(Activity) "hmm ok lemme think — yeah i need the window boxed" appears in one line of the records below. Output that line and each one after it, exactly, through the last line.

(Provided data)
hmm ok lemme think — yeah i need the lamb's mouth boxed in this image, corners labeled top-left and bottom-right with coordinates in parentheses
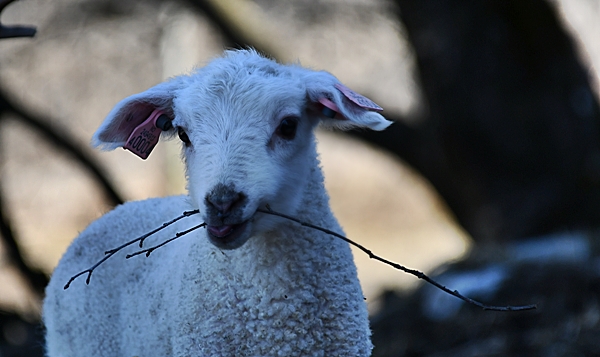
top-left (206, 220), bottom-right (250, 249)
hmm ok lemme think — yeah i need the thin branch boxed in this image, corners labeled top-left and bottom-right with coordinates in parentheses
top-left (0, 0), bottom-right (36, 39)
top-left (63, 210), bottom-right (199, 289)
top-left (126, 223), bottom-right (206, 259)
top-left (65, 205), bottom-right (536, 312)
top-left (107, 210), bottom-right (201, 254)
top-left (256, 206), bottom-right (537, 312)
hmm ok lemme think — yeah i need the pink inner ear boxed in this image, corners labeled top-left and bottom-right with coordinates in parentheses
top-left (115, 104), bottom-right (155, 138)
top-left (318, 98), bottom-right (345, 120)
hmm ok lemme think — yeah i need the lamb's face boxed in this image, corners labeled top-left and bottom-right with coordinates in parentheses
top-left (172, 70), bottom-right (317, 249)
top-left (92, 50), bottom-right (390, 250)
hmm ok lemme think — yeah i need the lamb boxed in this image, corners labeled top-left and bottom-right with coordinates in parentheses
top-left (43, 49), bottom-right (391, 356)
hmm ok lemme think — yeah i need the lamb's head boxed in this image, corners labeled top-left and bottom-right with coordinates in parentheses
top-left (92, 50), bottom-right (390, 250)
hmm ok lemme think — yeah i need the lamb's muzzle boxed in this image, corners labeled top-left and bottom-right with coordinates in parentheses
top-left (204, 183), bottom-right (252, 249)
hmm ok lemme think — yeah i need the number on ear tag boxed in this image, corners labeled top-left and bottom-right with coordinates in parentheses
top-left (123, 109), bottom-right (170, 160)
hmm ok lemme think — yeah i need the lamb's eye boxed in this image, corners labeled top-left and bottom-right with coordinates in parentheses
top-left (276, 117), bottom-right (298, 140)
top-left (178, 127), bottom-right (191, 146)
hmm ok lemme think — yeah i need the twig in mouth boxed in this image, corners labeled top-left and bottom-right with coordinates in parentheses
top-left (126, 223), bottom-right (206, 259)
top-left (256, 206), bottom-right (536, 312)
top-left (63, 210), bottom-right (199, 289)
top-left (65, 204), bottom-right (537, 312)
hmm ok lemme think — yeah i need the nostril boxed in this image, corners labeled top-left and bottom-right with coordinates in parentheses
top-left (210, 195), bottom-right (239, 214)
top-left (205, 185), bottom-right (245, 217)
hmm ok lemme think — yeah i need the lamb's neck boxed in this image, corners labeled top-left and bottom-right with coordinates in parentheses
top-left (294, 156), bottom-right (337, 227)
top-left (239, 163), bottom-right (346, 274)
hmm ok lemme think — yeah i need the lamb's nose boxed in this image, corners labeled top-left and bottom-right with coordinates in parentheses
top-left (205, 184), bottom-right (244, 217)
top-left (208, 195), bottom-right (239, 215)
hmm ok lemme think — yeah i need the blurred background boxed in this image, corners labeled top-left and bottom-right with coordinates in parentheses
top-left (0, 0), bottom-right (599, 356)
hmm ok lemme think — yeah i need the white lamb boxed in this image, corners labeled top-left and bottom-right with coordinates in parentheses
top-left (43, 49), bottom-right (391, 356)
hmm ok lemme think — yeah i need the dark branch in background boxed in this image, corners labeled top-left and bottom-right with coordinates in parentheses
top-left (0, 86), bottom-right (124, 206)
top-left (183, 0), bottom-right (273, 57)
top-left (64, 210), bottom-right (199, 289)
top-left (0, 0), bottom-right (122, 302)
top-left (257, 206), bottom-right (537, 312)
top-left (0, 189), bottom-right (48, 298)
top-left (0, 0), bottom-right (36, 39)
top-left (183, 0), bottom-right (249, 49)
top-left (0, 1), bottom-right (41, 302)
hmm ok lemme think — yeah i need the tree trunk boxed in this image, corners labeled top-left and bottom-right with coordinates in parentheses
top-left (354, 0), bottom-right (600, 242)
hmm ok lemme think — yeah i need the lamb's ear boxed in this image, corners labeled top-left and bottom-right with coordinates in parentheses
top-left (92, 76), bottom-right (184, 157)
top-left (305, 72), bottom-right (392, 131)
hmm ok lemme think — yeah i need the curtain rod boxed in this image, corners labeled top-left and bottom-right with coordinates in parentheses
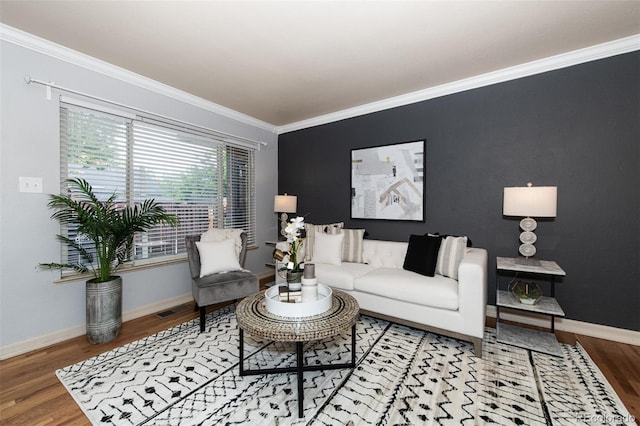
top-left (24, 75), bottom-right (268, 149)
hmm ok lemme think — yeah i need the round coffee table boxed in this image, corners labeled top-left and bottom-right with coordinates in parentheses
top-left (236, 288), bottom-right (359, 418)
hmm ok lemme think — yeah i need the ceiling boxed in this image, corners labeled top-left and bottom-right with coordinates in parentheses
top-left (1, 1), bottom-right (639, 128)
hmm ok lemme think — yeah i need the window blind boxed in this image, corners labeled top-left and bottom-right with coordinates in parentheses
top-left (59, 100), bottom-right (256, 273)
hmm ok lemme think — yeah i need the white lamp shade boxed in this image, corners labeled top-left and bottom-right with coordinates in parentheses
top-left (274, 194), bottom-right (297, 213)
top-left (503, 186), bottom-right (557, 217)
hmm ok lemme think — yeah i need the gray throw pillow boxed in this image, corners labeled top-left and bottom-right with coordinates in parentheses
top-left (435, 236), bottom-right (468, 279)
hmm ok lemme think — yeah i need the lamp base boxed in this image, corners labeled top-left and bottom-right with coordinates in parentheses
top-left (518, 217), bottom-right (538, 259)
top-left (278, 212), bottom-right (289, 241)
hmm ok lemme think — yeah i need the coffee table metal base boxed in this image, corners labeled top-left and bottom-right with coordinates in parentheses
top-left (238, 325), bottom-right (356, 418)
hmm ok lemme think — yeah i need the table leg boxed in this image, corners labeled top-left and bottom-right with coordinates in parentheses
top-left (296, 341), bottom-right (304, 418)
top-left (495, 268), bottom-right (501, 329)
top-left (239, 326), bottom-right (356, 419)
top-left (550, 276), bottom-right (555, 332)
top-left (239, 328), bottom-right (245, 376)
top-left (351, 324), bottom-right (356, 366)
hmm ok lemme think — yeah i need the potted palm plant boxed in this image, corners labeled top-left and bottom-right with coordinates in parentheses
top-left (40, 178), bottom-right (178, 344)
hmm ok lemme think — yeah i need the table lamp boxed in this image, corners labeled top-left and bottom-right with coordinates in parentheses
top-left (274, 193), bottom-right (297, 240)
top-left (503, 183), bottom-right (557, 264)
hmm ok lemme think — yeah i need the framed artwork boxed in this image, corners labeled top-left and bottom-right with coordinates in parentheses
top-left (351, 139), bottom-right (425, 221)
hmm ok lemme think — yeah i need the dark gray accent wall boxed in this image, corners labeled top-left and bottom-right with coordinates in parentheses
top-left (278, 52), bottom-right (639, 332)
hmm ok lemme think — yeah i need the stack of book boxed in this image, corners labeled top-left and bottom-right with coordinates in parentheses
top-left (278, 286), bottom-right (302, 303)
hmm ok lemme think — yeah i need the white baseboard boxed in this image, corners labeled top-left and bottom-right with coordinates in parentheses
top-left (3, 299), bottom-right (637, 360)
top-left (486, 305), bottom-right (640, 347)
top-left (122, 293), bottom-right (194, 323)
top-left (0, 293), bottom-right (193, 360)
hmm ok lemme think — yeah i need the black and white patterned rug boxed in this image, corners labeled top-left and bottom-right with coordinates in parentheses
top-left (57, 305), bottom-right (636, 425)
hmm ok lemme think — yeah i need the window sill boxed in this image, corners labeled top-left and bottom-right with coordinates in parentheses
top-left (53, 254), bottom-right (188, 284)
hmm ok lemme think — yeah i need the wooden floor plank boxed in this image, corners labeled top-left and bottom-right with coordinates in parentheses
top-left (2, 293), bottom-right (638, 424)
top-left (577, 334), bottom-right (640, 420)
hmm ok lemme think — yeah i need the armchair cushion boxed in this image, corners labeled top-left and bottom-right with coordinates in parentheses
top-left (191, 270), bottom-right (258, 307)
top-left (196, 239), bottom-right (242, 278)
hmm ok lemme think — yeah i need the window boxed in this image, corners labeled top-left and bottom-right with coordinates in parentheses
top-left (59, 100), bottom-right (256, 273)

(Task response)
hmm ok lemme think — yeah i need the window boxed in this image, corners labeled top-left and bottom-right with coordinates in parentheses
top-left (59, 100), bottom-right (256, 273)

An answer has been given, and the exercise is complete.